Data for review section start

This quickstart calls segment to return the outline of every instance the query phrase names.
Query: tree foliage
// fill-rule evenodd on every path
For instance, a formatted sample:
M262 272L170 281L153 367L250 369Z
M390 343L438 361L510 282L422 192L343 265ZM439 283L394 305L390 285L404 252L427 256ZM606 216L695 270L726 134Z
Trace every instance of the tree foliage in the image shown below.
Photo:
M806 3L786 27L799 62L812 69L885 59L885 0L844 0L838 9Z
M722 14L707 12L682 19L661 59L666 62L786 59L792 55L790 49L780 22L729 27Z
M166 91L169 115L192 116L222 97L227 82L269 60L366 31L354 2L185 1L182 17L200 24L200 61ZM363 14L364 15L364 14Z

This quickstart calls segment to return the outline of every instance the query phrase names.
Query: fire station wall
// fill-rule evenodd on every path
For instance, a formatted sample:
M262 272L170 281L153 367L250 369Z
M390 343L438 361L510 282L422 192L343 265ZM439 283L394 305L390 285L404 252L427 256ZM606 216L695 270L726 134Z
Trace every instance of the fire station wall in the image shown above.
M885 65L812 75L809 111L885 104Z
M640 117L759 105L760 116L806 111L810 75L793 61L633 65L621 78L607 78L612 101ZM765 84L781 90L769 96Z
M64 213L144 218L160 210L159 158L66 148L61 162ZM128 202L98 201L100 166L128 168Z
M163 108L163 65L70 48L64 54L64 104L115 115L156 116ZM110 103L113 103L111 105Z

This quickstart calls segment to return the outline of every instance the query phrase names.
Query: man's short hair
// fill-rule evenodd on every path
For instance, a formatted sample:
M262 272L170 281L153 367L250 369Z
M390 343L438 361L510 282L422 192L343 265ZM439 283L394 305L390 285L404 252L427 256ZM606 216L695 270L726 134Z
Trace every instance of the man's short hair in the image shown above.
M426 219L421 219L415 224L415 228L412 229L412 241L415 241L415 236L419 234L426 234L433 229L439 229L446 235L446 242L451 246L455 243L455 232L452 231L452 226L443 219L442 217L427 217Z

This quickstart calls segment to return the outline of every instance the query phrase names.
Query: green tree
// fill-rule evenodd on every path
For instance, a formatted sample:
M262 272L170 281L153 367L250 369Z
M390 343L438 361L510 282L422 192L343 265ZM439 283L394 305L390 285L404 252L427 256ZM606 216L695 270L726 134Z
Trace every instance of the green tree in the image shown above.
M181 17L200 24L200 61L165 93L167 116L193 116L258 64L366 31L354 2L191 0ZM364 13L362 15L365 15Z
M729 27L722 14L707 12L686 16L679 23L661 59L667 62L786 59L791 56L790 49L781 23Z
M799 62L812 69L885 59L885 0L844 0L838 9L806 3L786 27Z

Data for review section end

Description of the task:
Which lines above contain the word "foliage"? Copy each of them.

Result for this exercise:
Query: tree foliage
Trace every instance of the tree foliage in the image shown below.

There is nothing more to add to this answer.